Please rescale the items below, from the line that contains "Place a point on the emergency" through the line that contains "<point>819,313</point>", by writing out only those lines again, requests included, with each answer's point coordinates multiplied by 1.15 and rounded to whole numbers, halves rounding up. Leave the sample coordinates inside the requests unchanged.

##############################

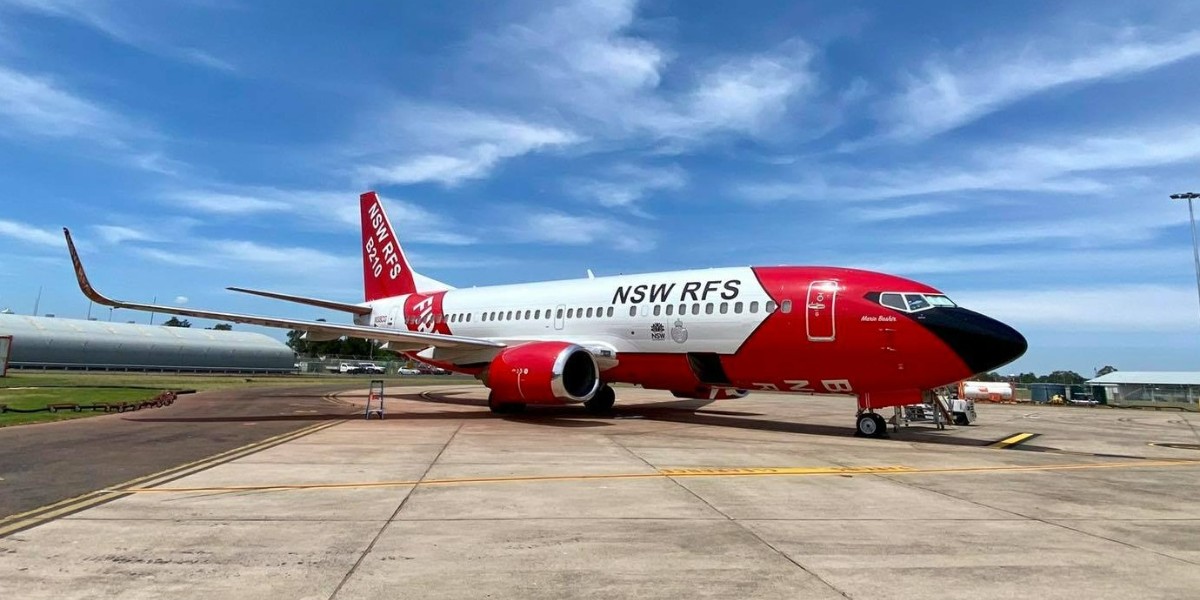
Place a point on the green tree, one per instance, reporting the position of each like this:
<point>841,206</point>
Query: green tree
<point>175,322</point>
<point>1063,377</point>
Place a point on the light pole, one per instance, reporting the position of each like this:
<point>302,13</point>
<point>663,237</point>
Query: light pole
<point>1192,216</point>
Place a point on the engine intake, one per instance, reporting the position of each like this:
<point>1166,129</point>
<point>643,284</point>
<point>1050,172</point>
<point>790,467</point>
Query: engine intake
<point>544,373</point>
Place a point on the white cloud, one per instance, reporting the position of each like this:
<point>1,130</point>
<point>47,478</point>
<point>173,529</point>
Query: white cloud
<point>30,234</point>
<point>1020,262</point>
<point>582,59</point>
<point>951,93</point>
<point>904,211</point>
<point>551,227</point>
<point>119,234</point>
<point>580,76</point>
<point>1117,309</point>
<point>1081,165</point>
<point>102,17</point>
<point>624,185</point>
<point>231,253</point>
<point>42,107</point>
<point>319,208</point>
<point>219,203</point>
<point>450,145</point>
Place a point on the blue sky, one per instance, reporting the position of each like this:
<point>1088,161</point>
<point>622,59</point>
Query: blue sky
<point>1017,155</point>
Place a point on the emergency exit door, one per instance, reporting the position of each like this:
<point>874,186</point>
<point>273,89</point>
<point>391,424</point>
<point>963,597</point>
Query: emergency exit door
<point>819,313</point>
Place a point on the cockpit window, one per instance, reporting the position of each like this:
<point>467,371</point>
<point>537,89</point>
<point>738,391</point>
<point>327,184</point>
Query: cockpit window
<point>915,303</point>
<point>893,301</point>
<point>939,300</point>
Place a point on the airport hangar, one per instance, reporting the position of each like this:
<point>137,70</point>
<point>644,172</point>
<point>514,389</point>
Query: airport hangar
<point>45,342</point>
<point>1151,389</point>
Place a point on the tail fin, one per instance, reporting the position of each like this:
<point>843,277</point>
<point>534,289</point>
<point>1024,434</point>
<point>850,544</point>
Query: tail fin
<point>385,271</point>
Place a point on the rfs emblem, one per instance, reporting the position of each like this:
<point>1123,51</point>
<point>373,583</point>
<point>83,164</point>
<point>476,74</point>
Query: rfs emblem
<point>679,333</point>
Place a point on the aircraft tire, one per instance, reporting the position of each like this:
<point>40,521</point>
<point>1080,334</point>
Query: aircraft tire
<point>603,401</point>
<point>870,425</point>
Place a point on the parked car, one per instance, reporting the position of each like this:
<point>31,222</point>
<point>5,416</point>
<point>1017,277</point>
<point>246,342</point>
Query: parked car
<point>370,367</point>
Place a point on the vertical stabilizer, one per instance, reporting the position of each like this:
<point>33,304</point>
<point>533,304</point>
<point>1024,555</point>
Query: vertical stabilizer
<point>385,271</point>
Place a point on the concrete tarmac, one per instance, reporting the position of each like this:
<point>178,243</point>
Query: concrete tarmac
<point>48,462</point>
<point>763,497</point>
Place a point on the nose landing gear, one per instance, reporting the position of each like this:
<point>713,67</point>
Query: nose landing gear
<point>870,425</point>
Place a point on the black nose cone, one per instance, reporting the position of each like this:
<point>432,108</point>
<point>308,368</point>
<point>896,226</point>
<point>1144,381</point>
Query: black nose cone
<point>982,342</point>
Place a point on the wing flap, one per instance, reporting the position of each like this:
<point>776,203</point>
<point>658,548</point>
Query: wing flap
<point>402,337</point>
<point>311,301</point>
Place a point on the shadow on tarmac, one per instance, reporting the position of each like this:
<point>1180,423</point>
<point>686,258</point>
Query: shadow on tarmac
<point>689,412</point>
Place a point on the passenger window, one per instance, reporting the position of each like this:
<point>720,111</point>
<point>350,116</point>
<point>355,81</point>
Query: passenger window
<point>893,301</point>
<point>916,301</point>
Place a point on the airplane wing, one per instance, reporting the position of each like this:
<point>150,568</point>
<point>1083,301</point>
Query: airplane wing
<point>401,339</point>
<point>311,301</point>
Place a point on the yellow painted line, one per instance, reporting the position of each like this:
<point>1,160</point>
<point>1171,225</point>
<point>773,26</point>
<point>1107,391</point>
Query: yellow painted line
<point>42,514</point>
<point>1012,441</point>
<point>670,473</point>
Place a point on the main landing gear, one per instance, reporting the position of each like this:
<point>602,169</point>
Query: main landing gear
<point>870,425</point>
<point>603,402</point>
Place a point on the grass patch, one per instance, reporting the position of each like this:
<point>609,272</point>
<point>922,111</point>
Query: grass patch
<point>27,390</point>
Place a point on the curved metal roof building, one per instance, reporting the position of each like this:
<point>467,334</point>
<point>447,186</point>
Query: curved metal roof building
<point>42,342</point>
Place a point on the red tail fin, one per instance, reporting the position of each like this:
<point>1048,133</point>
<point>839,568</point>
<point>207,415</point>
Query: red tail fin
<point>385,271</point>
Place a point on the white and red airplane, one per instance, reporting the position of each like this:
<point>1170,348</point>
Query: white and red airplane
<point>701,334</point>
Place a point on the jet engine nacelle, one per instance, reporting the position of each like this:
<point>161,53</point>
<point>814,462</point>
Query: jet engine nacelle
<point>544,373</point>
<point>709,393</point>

##############################

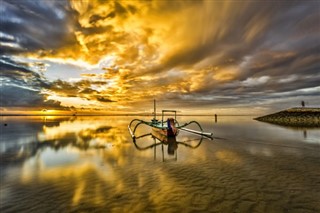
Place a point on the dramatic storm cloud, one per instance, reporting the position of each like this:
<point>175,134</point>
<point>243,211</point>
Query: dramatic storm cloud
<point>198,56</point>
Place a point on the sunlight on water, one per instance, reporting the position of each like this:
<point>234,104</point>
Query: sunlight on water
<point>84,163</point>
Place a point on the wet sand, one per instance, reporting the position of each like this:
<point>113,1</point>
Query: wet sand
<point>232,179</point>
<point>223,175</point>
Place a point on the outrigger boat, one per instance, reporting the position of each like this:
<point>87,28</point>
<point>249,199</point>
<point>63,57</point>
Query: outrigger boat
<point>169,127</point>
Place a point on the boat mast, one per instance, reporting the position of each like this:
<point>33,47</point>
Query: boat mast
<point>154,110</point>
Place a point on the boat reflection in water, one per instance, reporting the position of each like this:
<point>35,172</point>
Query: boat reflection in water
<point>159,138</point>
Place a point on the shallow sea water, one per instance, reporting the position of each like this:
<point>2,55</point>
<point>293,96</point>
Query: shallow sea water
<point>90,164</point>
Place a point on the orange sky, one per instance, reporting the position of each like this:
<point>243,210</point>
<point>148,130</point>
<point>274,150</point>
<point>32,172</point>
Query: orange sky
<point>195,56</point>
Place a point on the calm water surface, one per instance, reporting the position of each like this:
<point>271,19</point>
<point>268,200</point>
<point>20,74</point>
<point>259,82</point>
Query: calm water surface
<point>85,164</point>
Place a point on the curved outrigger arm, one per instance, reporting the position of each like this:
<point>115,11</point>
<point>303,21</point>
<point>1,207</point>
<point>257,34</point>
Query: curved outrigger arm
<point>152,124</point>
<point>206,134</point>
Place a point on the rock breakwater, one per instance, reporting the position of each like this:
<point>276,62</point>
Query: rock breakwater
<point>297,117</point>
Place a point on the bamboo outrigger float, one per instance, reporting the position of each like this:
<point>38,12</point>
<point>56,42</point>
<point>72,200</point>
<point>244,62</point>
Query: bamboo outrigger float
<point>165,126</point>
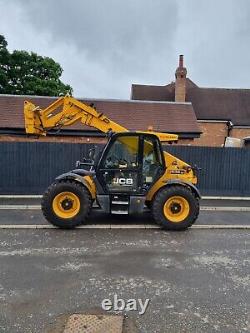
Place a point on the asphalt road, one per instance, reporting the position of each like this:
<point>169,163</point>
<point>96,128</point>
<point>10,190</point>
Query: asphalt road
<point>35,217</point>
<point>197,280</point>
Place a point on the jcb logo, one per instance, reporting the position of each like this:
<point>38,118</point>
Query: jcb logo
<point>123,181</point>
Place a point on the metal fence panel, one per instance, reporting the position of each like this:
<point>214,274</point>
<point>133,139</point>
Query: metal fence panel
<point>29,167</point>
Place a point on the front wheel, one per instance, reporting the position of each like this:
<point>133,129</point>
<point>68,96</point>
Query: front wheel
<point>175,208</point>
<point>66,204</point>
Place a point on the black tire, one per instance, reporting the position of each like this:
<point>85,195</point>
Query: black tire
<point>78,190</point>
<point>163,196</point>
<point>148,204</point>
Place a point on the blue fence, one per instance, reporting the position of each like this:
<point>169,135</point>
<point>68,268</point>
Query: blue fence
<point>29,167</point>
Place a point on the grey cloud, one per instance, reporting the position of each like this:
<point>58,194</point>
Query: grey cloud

##############################

- [Written solution]:
Place a point on the emergency exit door, one per instance, reporting the position of each like this:
<point>874,186</point>
<point>273,89</point>
<point>391,424</point>
<point>963,597</point>
Query: emergency exit door
<point>942,360</point>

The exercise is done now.